━━━━━ Extract provided ━━━━━

Analysis

Albert Einstein was a famous theoretical physicist. His brain was removed within seven hours of his death and has attracted attention because of his reputation for being one of the foremost geniuses of the 20th century. Apparent regularities or irregularities in the brain have been used to support various ideas about correlations in neuroanatomy with exceptional intelligence. Scientific studies have suggested that regions involved in speech and language are smaller, while regions involved with numerical and spatial processing are larger.

In the 1980s, University of California professor Marian Diamond persuaded Thomas Harvey to give her samples of Einstein’s brain. She compared the ratio of glial cells in Einstein’s brain with that in the preserved brains of 11 men. Glial cells provide support and nutrition in the brain, form myelin, and participate in signal transmission. Diamond and Joseph Altman had already both discovered that rats with enriched environments developed more glial cells for each neuron. Rats in impoverished environments had fewer glial cells relative for each neuron.

Dr. Diamond’s laboratory made thin sections of Einstein’s brain, each 6 micrometers thick. They then used a microscope to count the cells. Einstein’s brain had more glial cells relative to neurons in all areas studied, but only in the left inferior parietal area was the difference statistically significant. This area is part of the association cortex, regions of the brain responsible for incorporating and synthesizing information from multiple other brain regions.

In 1999, analysis by a team at McMaster University revealed that Einstein’s parietal operculum region in the frontal lobe of the brain was vacant. One notable part of the operculum is Broca’s area, which plays a key role in conversation or speech production, reading and writing. To compensate, the inferior parietal lobe was 15 percent wider than normal. The inferior parietal region is responsible for mathematical thought, visuospatial cognition, and imagery of movement.

Also absent was part of a bordering region called the lateral sulcus. Researchers speculated that the vacancy may have enabled neurons in this part of his brain to communicate better. This unusual brain anatomy may explain why Einstein thought the way he did.

━━━━━ Dataset extract ━━━━━

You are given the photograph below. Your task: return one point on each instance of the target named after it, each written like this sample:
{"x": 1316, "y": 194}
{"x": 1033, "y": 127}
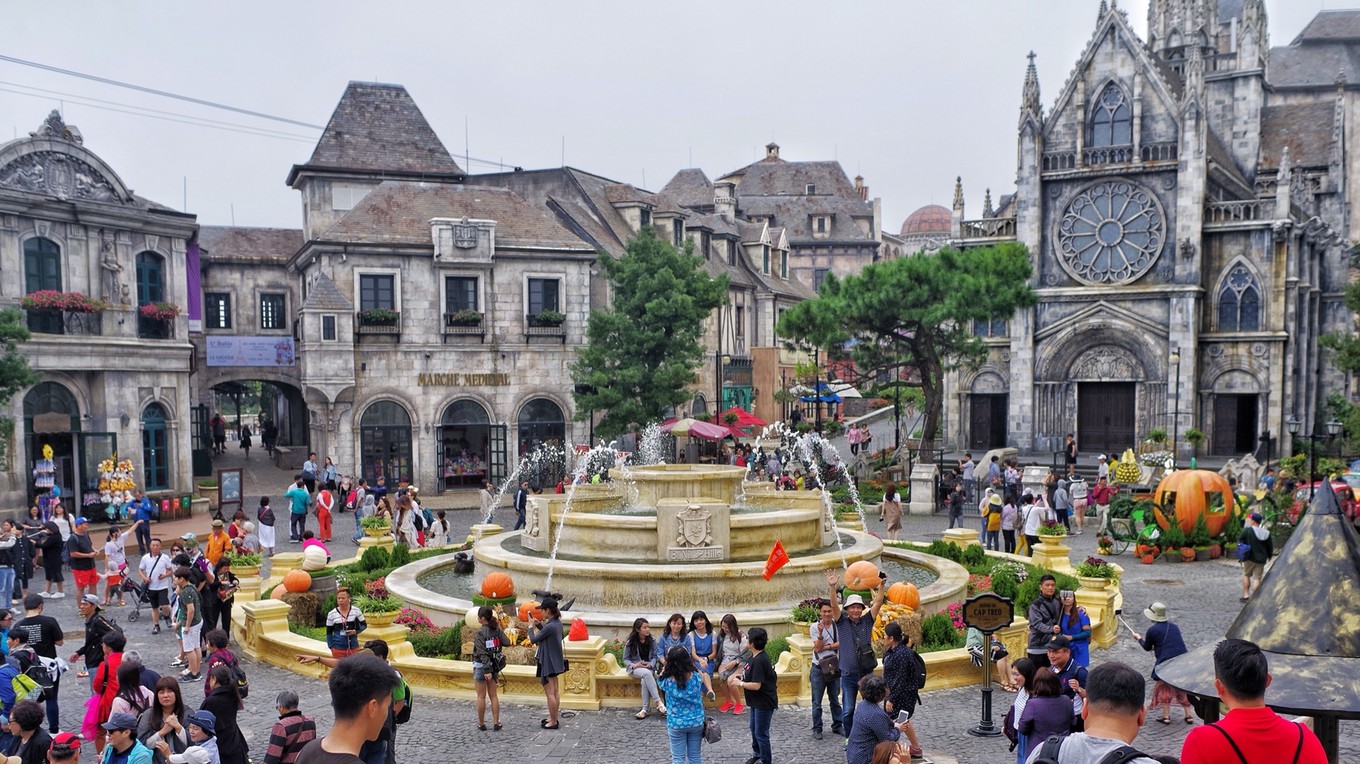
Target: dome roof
{"x": 929, "y": 219}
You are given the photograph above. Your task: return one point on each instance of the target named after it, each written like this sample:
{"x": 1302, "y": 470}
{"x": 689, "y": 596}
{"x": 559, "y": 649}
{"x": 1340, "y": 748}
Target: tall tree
{"x": 14, "y": 369}
{"x": 642, "y": 352}
{"x": 915, "y": 311}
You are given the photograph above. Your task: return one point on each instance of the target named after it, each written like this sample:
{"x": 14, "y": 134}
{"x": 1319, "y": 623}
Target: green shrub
{"x": 939, "y": 631}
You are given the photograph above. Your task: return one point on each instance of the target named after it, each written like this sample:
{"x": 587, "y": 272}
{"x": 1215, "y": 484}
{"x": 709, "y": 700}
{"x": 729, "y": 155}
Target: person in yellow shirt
{"x": 218, "y": 543}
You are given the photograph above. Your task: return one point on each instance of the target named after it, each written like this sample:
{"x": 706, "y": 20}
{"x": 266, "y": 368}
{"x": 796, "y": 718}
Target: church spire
{"x": 1030, "y": 101}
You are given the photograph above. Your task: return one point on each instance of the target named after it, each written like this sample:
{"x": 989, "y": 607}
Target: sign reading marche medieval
{"x": 988, "y": 612}
{"x": 250, "y": 351}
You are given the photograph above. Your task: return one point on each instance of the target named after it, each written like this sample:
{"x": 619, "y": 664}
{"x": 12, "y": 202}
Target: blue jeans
{"x": 760, "y": 719}
{"x": 684, "y": 744}
{"x": 849, "y": 693}
{"x": 833, "y": 691}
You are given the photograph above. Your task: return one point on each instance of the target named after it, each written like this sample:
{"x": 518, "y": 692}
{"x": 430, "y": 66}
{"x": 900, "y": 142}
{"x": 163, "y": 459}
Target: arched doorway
{"x": 385, "y": 442}
{"x": 541, "y": 423}
{"x": 464, "y": 446}
{"x": 155, "y": 447}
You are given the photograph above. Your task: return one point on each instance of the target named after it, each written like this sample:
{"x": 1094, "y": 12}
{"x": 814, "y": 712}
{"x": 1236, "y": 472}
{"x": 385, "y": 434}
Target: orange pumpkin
{"x": 529, "y": 611}
{"x": 1189, "y": 491}
{"x": 497, "y": 585}
{"x": 862, "y": 575}
{"x": 297, "y": 581}
{"x": 905, "y": 593}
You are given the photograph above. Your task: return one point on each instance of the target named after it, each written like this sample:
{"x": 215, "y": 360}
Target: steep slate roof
{"x": 400, "y": 212}
{"x": 690, "y": 188}
{"x": 1306, "y": 128}
{"x": 378, "y": 128}
{"x": 1330, "y": 44}
{"x": 323, "y": 294}
{"x": 241, "y": 241}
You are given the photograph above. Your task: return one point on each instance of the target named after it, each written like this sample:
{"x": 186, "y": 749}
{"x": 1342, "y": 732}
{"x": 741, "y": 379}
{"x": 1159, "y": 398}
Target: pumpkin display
{"x": 1193, "y": 492}
{"x": 861, "y": 575}
{"x": 497, "y": 585}
{"x": 297, "y": 581}
{"x": 905, "y": 593}
{"x": 529, "y": 611}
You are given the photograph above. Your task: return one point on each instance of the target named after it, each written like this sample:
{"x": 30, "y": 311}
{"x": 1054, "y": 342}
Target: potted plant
{"x": 376, "y": 528}
{"x": 1095, "y": 573}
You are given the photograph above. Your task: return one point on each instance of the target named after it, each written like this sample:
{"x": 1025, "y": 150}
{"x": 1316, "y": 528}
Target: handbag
{"x": 711, "y": 730}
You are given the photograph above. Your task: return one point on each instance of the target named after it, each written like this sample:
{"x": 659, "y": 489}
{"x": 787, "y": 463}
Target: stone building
{"x": 114, "y": 381}
{"x": 1186, "y": 204}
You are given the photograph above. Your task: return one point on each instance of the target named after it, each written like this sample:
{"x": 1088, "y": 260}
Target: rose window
{"x": 1111, "y": 233}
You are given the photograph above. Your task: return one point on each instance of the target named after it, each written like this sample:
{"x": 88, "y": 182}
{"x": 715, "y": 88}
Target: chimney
{"x": 725, "y": 200}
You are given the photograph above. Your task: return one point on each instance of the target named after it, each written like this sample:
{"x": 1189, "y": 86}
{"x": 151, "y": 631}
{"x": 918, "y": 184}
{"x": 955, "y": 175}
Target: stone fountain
{"x": 667, "y": 539}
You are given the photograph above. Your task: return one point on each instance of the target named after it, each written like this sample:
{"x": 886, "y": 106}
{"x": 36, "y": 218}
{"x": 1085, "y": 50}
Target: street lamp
{"x": 1175, "y": 423}
{"x": 1333, "y": 430}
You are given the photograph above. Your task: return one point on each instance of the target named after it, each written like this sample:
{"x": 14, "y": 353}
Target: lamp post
{"x": 1175, "y": 422}
{"x": 1333, "y": 430}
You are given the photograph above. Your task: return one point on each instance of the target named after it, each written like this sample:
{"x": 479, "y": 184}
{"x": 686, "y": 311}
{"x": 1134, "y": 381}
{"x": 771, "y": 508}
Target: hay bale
{"x": 302, "y": 606}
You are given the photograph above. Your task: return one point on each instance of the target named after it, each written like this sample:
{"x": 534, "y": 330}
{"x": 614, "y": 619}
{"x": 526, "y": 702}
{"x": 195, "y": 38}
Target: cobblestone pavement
{"x": 1202, "y": 598}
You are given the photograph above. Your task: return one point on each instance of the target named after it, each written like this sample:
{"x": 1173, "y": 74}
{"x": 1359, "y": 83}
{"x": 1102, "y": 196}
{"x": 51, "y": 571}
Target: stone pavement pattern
{"x": 1202, "y": 598}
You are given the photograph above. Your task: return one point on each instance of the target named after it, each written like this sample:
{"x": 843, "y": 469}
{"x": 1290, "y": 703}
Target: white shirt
{"x": 154, "y": 568}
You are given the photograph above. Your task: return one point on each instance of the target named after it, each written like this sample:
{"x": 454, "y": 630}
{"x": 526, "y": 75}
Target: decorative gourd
{"x": 861, "y": 575}
{"x": 1193, "y": 494}
{"x": 497, "y": 585}
{"x": 297, "y": 581}
{"x": 529, "y": 611}
{"x": 905, "y": 593}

━━━━━

[Exercise objective]:
In the passage on Einstein's brain above, list every function that the text assigns to the inferior parietal region.

[Answer below]:
Mathematical thought, visuospatial cognition, and imagery of movement.